##### MATERIAL TO PROCESS #####

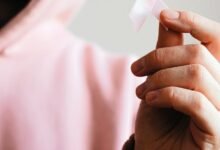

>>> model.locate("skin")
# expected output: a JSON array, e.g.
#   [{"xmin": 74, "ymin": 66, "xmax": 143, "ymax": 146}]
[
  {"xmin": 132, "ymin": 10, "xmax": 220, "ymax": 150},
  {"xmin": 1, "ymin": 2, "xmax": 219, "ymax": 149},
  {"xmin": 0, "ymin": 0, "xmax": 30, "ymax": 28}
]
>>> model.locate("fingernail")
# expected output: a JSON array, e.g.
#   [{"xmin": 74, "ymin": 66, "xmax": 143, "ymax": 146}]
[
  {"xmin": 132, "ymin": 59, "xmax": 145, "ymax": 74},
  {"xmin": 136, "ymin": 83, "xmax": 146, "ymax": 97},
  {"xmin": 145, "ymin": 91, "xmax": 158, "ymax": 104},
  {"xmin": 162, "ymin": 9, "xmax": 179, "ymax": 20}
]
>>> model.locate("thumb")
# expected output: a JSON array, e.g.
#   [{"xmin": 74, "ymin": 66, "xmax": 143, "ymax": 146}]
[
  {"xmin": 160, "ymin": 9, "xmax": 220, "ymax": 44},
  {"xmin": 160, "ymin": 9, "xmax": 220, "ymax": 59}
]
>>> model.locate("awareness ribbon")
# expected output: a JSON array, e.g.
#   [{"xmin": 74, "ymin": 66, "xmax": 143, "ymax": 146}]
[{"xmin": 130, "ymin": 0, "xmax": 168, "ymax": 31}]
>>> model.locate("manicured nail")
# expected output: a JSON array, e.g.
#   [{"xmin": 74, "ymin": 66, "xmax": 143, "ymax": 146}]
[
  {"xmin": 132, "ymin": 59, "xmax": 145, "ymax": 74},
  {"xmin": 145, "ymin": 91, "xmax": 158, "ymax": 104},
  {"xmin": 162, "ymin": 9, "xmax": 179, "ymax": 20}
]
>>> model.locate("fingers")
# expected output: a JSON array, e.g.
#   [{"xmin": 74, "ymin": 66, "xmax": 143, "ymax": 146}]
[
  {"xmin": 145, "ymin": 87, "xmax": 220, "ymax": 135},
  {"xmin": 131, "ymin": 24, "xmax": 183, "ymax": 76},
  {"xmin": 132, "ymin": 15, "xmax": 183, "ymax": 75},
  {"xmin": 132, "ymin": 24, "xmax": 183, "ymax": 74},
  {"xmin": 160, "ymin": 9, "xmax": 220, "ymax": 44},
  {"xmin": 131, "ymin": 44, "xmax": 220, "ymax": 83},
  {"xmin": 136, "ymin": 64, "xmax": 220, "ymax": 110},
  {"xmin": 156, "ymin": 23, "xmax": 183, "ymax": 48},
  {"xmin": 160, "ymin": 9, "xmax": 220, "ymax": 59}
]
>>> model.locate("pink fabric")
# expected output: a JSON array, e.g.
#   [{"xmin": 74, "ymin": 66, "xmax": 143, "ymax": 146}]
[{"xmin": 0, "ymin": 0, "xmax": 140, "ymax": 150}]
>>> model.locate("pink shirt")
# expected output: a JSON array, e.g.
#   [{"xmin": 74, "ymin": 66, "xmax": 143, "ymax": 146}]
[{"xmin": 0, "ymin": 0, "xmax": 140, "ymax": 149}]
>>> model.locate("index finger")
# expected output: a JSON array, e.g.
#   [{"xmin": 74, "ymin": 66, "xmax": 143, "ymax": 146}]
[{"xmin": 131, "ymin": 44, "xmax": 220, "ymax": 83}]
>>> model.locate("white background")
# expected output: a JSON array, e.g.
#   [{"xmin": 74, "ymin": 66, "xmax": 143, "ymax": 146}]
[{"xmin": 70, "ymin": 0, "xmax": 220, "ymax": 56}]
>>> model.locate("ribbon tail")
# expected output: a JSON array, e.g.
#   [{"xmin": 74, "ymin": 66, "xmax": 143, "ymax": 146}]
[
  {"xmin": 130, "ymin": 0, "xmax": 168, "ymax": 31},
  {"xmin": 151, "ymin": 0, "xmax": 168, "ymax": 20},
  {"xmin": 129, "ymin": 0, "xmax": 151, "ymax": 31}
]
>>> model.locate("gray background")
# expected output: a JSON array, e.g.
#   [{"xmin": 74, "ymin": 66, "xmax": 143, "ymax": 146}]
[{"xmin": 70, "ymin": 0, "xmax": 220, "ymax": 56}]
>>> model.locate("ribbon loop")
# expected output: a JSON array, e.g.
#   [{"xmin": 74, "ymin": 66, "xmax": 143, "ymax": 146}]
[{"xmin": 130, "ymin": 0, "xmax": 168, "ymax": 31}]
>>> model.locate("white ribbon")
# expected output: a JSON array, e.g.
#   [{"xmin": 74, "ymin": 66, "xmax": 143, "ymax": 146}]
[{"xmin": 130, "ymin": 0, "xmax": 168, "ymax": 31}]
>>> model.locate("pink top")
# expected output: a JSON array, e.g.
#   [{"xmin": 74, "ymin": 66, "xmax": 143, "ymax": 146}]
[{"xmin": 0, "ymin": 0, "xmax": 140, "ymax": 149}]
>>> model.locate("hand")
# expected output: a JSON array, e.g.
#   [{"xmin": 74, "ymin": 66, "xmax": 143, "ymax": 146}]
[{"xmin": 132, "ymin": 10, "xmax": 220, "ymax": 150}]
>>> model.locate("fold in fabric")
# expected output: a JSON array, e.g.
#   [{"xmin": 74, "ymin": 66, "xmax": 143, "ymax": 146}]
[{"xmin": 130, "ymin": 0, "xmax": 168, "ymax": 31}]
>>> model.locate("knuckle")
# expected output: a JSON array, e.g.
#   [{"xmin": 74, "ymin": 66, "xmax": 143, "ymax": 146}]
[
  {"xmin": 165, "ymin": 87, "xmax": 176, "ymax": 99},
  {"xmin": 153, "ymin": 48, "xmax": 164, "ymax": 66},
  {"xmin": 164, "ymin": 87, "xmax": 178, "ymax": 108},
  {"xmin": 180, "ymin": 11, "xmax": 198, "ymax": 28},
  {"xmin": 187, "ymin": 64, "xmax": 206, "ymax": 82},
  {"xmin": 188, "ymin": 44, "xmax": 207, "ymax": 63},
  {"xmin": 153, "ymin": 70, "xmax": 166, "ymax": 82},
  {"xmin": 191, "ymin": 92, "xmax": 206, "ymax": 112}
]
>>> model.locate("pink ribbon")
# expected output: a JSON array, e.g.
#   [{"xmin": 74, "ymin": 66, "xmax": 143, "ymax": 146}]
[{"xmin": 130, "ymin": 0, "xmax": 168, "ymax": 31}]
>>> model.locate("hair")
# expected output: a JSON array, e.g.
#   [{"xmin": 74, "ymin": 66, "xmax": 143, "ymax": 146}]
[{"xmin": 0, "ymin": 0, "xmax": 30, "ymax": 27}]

#####

PROBLEM:
Word for word, repeat each line of the records, and leave every image out.

PROBLEM SOLUTION:
>>> model.locate("skin")
# expected output: a JSON array, e.g.
#   [{"xmin": 74, "ymin": 66, "xmax": 143, "ymax": 146}]
[
  {"xmin": 132, "ymin": 10, "xmax": 220, "ymax": 150},
  {"xmin": 1, "ymin": 2, "xmax": 219, "ymax": 149},
  {"xmin": 0, "ymin": 0, "xmax": 30, "ymax": 28}
]
>>> model.locate("fingernail")
# expected output: a JSON array, e.g.
#   [{"xmin": 74, "ymin": 66, "xmax": 143, "ymax": 146}]
[
  {"xmin": 132, "ymin": 59, "xmax": 145, "ymax": 74},
  {"xmin": 136, "ymin": 83, "xmax": 146, "ymax": 97},
  {"xmin": 145, "ymin": 91, "xmax": 158, "ymax": 104},
  {"xmin": 162, "ymin": 9, "xmax": 179, "ymax": 20}
]
>>> model.locate("thumb")
# expected output: a JSON array, e.g.
#   [{"xmin": 74, "ymin": 66, "xmax": 143, "ymax": 146}]
[
  {"xmin": 160, "ymin": 9, "xmax": 220, "ymax": 44},
  {"xmin": 160, "ymin": 9, "xmax": 220, "ymax": 59}
]
>>> model.locate("awareness ribbon")
# expected output: a JSON array, e.g.
#   [{"xmin": 74, "ymin": 66, "xmax": 143, "ymax": 146}]
[{"xmin": 130, "ymin": 0, "xmax": 168, "ymax": 31}]
>>> model.locate("manicured nail")
# expected output: a JSON array, e.g.
#   [{"xmin": 74, "ymin": 66, "xmax": 143, "ymax": 146}]
[
  {"xmin": 132, "ymin": 59, "xmax": 145, "ymax": 74},
  {"xmin": 145, "ymin": 91, "xmax": 158, "ymax": 104},
  {"xmin": 162, "ymin": 9, "xmax": 179, "ymax": 20}
]
>>> model.locate("fingers")
# expected output: a JSON array, e.g.
#   [{"xmin": 74, "ymin": 66, "xmax": 143, "ymax": 146}]
[
  {"xmin": 145, "ymin": 87, "xmax": 220, "ymax": 135},
  {"xmin": 131, "ymin": 24, "xmax": 183, "ymax": 76},
  {"xmin": 132, "ymin": 15, "xmax": 183, "ymax": 75},
  {"xmin": 132, "ymin": 24, "xmax": 183, "ymax": 74},
  {"xmin": 160, "ymin": 9, "xmax": 220, "ymax": 44},
  {"xmin": 131, "ymin": 44, "xmax": 220, "ymax": 83},
  {"xmin": 136, "ymin": 64, "xmax": 220, "ymax": 110},
  {"xmin": 156, "ymin": 23, "xmax": 183, "ymax": 48},
  {"xmin": 160, "ymin": 9, "xmax": 220, "ymax": 59}
]
>>> model.locate("pink fabric")
# expected output: a JSON array, e.g.
#   [{"xmin": 74, "ymin": 66, "xmax": 143, "ymax": 146}]
[{"xmin": 0, "ymin": 0, "xmax": 140, "ymax": 150}]
>>> model.locate("pink shirt")
# expected output: a JSON array, e.g.
#   [{"xmin": 74, "ymin": 66, "xmax": 143, "ymax": 146}]
[{"xmin": 0, "ymin": 0, "xmax": 140, "ymax": 149}]
>>> model.locate("index finger")
# expected output: a JSON array, e.g.
#   [{"xmin": 74, "ymin": 66, "xmax": 143, "ymax": 146}]
[{"xmin": 131, "ymin": 44, "xmax": 220, "ymax": 83}]
>>> model.locate("white background")
# expected output: a JSON array, e.g.
#   [{"xmin": 74, "ymin": 66, "xmax": 143, "ymax": 146}]
[{"xmin": 70, "ymin": 0, "xmax": 220, "ymax": 56}]
>>> model.locate("ribbon tail")
# expected output: a JSON array, e.g.
#   [{"xmin": 74, "ymin": 66, "xmax": 143, "ymax": 146}]
[
  {"xmin": 130, "ymin": 0, "xmax": 168, "ymax": 31},
  {"xmin": 151, "ymin": 0, "xmax": 168, "ymax": 20},
  {"xmin": 129, "ymin": 0, "xmax": 151, "ymax": 31}
]
>>> model.locate("gray background")
# expected output: a JSON array, e.g.
#   [{"xmin": 74, "ymin": 66, "xmax": 143, "ymax": 146}]
[{"xmin": 70, "ymin": 0, "xmax": 220, "ymax": 56}]
>>> model.locate("ribbon loop")
# expected output: a JSON array, e.g.
#   [{"xmin": 74, "ymin": 66, "xmax": 143, "ymax": 146}]
[{"xmin": 130, "ymin": 0, "xmax": 168, "ymax": 31}]
>>> model.locate("white ribbon")
# expected output: a JSON array, e.g.
#   [{"xmin": 74, "ymin": 66, "xmax": 143, "ymax": 146}]
[{"xmin": 130, "ymin": 0, "xmax": 168, "ymax": 31}]
>>> model.locate("pink top")
# expected output: a JSON array, e.g.
#   [{"xmin": 74, "ymin": 66, "xmax": 143, "ymax": 146}]
[{"xmin": 0, "ymin": 0, "xmax": 140, "ymax": 149}]
>>> model.locate("hand")
# expected output: a JSON array, e.g.
#   [{"xmin": 74, "ymin": 66, "xmax": 143, "ymax": 146}]
[{"xmin": 132, "ymin": 10, "xmax": 220, "ymax": 150}]
>>> model.locate("fold in fabric")
# expected output: a JSON array, e.g.
#   [{"xmin": 74, "ymin": 66, "xmax": 143, "ymax": 146}]
[{"xmin": 130, "ymin": 0, "xmax": 168, "ymax": 31}]
>>> model.locate("knuckle")
# expected output: a JSON array, e.g.
#   [{"xmin": 74, "ymin": 66, "xmax": 143, "ymax": 146}]
[
  {"xmin": 165, "ymin": 87, "xmax": 176, "ymax": 99},
  {"xmin": 153, "ymin": 48, "xmax": 164, "ymax": 66},
  {"xmin": 164, "ymin": 87, "xmax": 178, "ymax": 108},
  {"xmin": 180, "ymin": 11, "xmax": 198, "ymax": 28},
  {"xmin": 187, "ymin": 64, "xmax": 206, "ymax": 82},
  {"xmin": 188, "ymin": 44, "xmax": 207, "ymax": 63},
  {"xmin": 153, "ymin": 70, "xmax": 166, "ymax": 82},
  {"xmin": 191, "ymin": 92, "xmax": 206, "ymax": 112}
]
>>> model.locate("pink ribbon")
# expected output: a JSON array, e.g.
#   [{"xmin": 74, "ymin": 66, "xmax": 143, "ymax": 146}]
[{"xmin": 130, "ymin": 0, "xmax": 168, "ymax": 31}]
>>> model.locate("hair")
# expected output: a JSON array, e.g.
#   [{"xmin": 74, "ymin": 66, "xmax": 143, "ymax": 146}]
[{"xmin": 0, "ymin": 0, "xmax": 30, "ymax": 27}]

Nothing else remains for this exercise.